STATED PROBLEM
How many lines in the material below contain the string "water", counting case? Give only the number.

------

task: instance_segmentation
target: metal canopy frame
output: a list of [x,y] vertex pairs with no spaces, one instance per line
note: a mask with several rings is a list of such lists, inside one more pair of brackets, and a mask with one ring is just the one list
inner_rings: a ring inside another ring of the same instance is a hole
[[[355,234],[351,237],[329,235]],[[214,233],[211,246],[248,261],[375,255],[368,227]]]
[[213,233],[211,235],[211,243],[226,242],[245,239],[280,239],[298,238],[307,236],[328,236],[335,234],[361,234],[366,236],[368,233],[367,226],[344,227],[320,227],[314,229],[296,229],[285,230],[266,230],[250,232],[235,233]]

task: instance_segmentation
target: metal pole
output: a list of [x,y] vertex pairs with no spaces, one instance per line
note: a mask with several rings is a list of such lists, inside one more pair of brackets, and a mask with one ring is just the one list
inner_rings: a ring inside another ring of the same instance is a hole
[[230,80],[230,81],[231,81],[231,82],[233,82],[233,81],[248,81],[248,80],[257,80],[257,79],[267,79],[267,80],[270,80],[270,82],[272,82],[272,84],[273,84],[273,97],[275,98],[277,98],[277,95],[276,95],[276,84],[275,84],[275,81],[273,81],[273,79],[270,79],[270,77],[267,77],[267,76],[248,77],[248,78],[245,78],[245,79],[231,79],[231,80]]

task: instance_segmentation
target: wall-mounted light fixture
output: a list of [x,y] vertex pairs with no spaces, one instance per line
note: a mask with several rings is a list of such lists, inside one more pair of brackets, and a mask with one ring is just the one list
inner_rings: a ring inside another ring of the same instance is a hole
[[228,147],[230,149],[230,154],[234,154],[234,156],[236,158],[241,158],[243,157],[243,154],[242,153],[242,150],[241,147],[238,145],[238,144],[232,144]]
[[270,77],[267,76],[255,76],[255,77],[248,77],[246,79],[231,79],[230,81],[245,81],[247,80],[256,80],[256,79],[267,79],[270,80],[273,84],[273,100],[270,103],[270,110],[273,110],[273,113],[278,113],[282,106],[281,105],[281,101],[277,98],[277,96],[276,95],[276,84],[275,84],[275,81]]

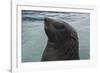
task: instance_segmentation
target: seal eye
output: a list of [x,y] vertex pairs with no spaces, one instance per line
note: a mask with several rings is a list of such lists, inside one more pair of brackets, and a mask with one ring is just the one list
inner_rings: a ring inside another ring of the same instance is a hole
[[54,25],[54,26],[55,26],[56,29],[64,29],[65,28],[64,25],[59,25],[59,24]]

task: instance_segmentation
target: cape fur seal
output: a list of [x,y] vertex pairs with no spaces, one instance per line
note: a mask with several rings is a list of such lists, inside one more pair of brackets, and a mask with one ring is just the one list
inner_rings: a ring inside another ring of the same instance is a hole
[[68,23],[44,18],[47,46],[41,61],[79,60],[79,42],[75,29]]

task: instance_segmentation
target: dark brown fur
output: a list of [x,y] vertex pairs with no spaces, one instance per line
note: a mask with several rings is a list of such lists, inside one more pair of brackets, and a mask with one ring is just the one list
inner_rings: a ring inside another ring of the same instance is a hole
[[75,29],[64,21],[47,17],[44,23],[48,43],[42,61],[79,60],[79,42]]

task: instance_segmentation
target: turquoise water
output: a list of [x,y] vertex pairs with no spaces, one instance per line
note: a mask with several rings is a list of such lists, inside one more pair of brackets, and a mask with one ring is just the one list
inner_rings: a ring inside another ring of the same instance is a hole
[[72,25],[79,36],[80,59],[90,58],[90,14],[22,10],[22,62],[41,61],[47,44],[44,17],[61,19]]

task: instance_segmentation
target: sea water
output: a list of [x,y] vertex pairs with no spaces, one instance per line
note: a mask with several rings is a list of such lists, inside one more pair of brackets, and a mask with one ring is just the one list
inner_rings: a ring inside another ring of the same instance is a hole
[[89,13],[22,10],[22,62],[41,61],[48,40],[44,31],[44,17],[58,18],[72,25],[79,37],[80,59],[90,58]]

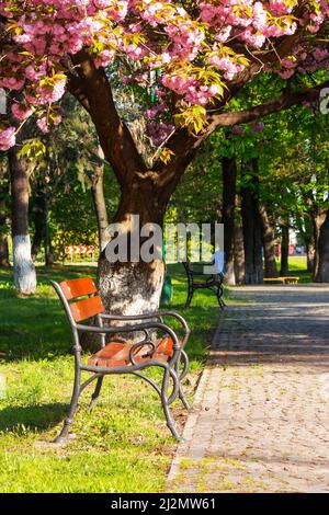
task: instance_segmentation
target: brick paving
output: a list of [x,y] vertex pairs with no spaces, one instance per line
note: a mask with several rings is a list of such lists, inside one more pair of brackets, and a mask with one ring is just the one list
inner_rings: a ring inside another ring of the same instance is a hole
[[329,492],[329,286],[235,288],[171,492]]

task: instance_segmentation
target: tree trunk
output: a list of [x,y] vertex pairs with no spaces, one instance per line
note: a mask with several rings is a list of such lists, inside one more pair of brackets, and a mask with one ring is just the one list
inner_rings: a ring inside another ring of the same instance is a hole
[[237,162],[236,158],[223,158],[223,216],[224,224],[224,253],[225,253],[225,283],[236,284],[234,264],[234,234],[235,234],[235,208]]
[[264,249],[265,277],[277,277],[275,260],[275,228],[270,221],[266,208],[260,205],[262,242]]
[[243,229],[241,226],[235,227],[235,276],[236,284],[245,283]]
[[261,219],[258,199],[258,162],[252,159],[246,164],[246,171],[252,176],[248,186],[241,187],[241,214],[245,245],[245,283],[262,284],[263,259],[261,239]]
[[[19,134],[22,144],[23,131]],[[13,271],[16,290],[23,295],[35,293],[36,274],[31,256],[29,234],[29,171],[25,160],[19,158],[20,147],[10,149],[9,169],[12,197]]]
[[288,274],[288,255],[290,255],[290,227],[284,225],[281,227],[281,270],[280,274],[286,276]]
[[0,187],[0,266],[8,267],[9,264],[9,250],[8,250],[8,233],[7,233],[7,216],[5,216],[5,188]]
[[103,175],[104,167],[97,167],[91,180],[91,195],[98,222],[100,252],[105,249],[106,243],[109,241],[109,218],[104,198]]
[[46,230],[46,198],[43,187],[37,190],[33,206],[34,236],[32,241],[32,260],[35,261],[41,251],[42,242]]
[[314,273],[314,260],[315,260],[314,243],[308,243],[306,245],[306,254],[307,254],[307,272],[313,274]]
[[329,209],[320,228],[318,255],[319,264],[315,281],[317,283],[329,283]]
[[321,227],[326,219],[326,211],[321,209],[314,209],[311,214],[313,231],[314,231],[314,281],[318,281],[319,277],[319,264],[320,264],[320,251],[319,251],[319,240]]

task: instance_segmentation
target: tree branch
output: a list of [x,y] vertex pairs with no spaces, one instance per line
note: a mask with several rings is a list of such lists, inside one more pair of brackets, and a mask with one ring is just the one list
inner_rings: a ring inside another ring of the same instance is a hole
[[212,134],[217,127],[230,127],[237,124],[254,122],[258,118],[286,110],[302,102],[314,102],[319,98],[320,91],[328,87],[329,81],[326,81],[315,88],[284,93],[279,99],[270,100],[249,110],[216,114],[212,116],[206,133]]
[[146,165],[129,129],[118,116],[104,69],[97,68],[86,50],[72,56],[72,62],[79,76],[78,80],[70,77],[72,94],[90,113],[104,156],[120,184],[125,186],[136,172],[145,171]]

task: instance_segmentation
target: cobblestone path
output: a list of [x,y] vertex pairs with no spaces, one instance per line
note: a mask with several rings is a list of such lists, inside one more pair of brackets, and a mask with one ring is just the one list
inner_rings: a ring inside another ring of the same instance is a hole
[[329,286],[236,288],[171,492],[329,492]]

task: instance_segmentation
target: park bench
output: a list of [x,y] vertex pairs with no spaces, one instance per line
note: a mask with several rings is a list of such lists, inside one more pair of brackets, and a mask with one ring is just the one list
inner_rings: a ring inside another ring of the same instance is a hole
[[218,300],[220,309],[224,309],[226,304],[223,300],[224,287],[224,274],[212,274],[206,276],[203,271],[194,270],[193,264],[190,261],[183,262],[186,276],[188,276],[188,297],[185,302],[185,308],[189,308],[192,302],[193,294],[196,289],[212,289]]
[[[68,416],[55,443],[66,440],[79,397],[84,388],[97,380],[90,402],[92,409],[100,396],[103,378],[110,374],[133,374],[152,386],[161,399],[167,425],[172,435],[179,439],[170,404],[179,397],[183,405],[190,409],[181,385],[189,369],[189,358],[184,346],[190,329],[183,317],[173,311],[137,316],[106,314],[102,299],[90,277],[65,281],[59,284],[52,281],[52,284],[70,323],[75,351],[75,382],[71,402]],[[163,322],[163,317],[173,317],[180,322],[183,331],[181,340]],[[89,321],[89,323],[81,323],[82,321]],[[110,325],[111,322],[116,322],[117,325]],[[100,350],[90,356],[87,363],[83,363],[81,356],[81,333],[98,334],[100,337]],[[138,341],[135,340],[136,337]],[[150,367],[163,369],[161,386],[143,374]],[[82,371],[89,371],[92,375],[81,384]]]
[[299,277],[293,277],[293,276],[287,276],[287,277],[265,277],[264,283],[270,283],[270,284],[298,284]]

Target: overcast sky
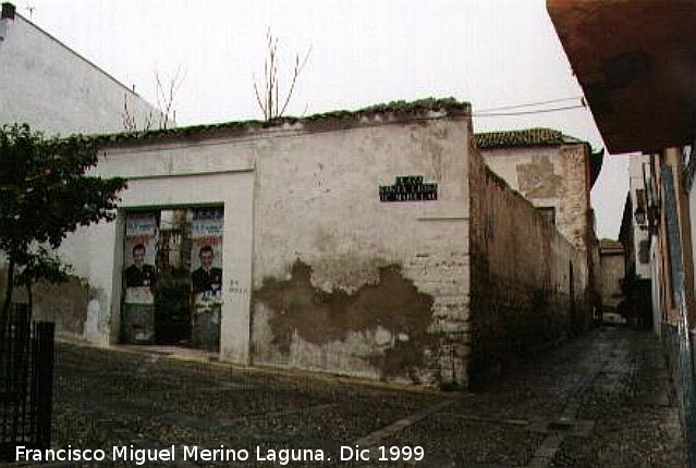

------

WRITTEN ANSWER
2